▸ Task details
Lines from the line with "form: x=448 y=395." to the line with "form: x=676 y=15." in the entries below, and only those, must be output exactly, with both ends included.

▸ Records for this task
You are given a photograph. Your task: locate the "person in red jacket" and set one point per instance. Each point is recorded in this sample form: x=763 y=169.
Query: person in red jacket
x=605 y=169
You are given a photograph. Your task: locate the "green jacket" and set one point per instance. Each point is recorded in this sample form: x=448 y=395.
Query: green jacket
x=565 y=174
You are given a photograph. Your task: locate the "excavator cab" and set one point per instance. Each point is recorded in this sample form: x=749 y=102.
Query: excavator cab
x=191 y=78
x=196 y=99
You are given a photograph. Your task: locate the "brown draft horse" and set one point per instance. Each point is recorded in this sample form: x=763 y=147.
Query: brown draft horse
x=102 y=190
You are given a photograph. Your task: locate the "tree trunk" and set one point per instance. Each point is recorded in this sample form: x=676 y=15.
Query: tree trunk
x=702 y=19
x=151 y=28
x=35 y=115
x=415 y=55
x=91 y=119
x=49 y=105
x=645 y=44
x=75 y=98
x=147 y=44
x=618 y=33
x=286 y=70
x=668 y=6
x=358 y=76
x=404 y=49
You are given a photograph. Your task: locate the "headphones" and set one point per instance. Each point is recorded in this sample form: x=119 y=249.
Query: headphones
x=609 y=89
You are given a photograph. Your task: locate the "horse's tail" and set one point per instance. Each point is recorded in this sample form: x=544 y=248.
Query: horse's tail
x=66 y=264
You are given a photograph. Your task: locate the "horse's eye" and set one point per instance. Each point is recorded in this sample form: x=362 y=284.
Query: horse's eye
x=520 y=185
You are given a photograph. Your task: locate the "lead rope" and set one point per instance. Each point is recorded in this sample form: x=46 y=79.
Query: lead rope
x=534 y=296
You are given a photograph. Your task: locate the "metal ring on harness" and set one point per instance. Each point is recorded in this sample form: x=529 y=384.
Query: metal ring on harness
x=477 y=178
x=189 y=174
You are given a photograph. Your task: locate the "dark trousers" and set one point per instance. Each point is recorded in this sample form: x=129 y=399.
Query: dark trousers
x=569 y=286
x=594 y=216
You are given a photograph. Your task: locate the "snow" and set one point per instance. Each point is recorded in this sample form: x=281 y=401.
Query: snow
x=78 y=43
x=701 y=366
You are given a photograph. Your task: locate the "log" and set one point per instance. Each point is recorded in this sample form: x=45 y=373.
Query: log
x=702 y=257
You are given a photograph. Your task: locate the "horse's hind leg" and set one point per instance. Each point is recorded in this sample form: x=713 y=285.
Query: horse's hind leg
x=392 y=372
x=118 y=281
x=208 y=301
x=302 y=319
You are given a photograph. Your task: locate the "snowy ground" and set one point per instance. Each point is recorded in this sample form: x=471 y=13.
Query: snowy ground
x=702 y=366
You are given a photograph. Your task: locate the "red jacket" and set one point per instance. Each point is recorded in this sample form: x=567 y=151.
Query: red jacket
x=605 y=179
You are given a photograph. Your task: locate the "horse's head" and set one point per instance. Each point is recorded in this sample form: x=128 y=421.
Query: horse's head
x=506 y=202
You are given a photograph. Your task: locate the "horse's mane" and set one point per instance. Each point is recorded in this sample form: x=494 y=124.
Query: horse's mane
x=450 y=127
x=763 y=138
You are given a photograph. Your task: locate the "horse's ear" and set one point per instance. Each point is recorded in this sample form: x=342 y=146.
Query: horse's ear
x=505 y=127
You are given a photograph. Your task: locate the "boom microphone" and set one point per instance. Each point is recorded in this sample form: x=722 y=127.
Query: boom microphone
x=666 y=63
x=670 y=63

▸ Exercise output
You are given a photograph. Your task: locate the "green jacket" and set one point per instance. Each point is recorded in this sample form: x=448 y=395.
Query: green jacket
x=565 y=174
You are given a photograph. Your task: locate the "excavator cab" and set one point per instance. Each point is recorded in this sample form: x=749 y=102.
Query: excavator cab
x=191 y=78
x=196 y=99
You are given a photograph. Your task: locate the "brown draft horse" and set one point per instance. Each point is recorded in this sample form: x=763 y=147.
Query: brown draft horse
x=102 y=190
You are given a photograph. Your task: locate the "tree trunk" and set one point per instance. Each point is recorded in this sample form: x=676 y=15.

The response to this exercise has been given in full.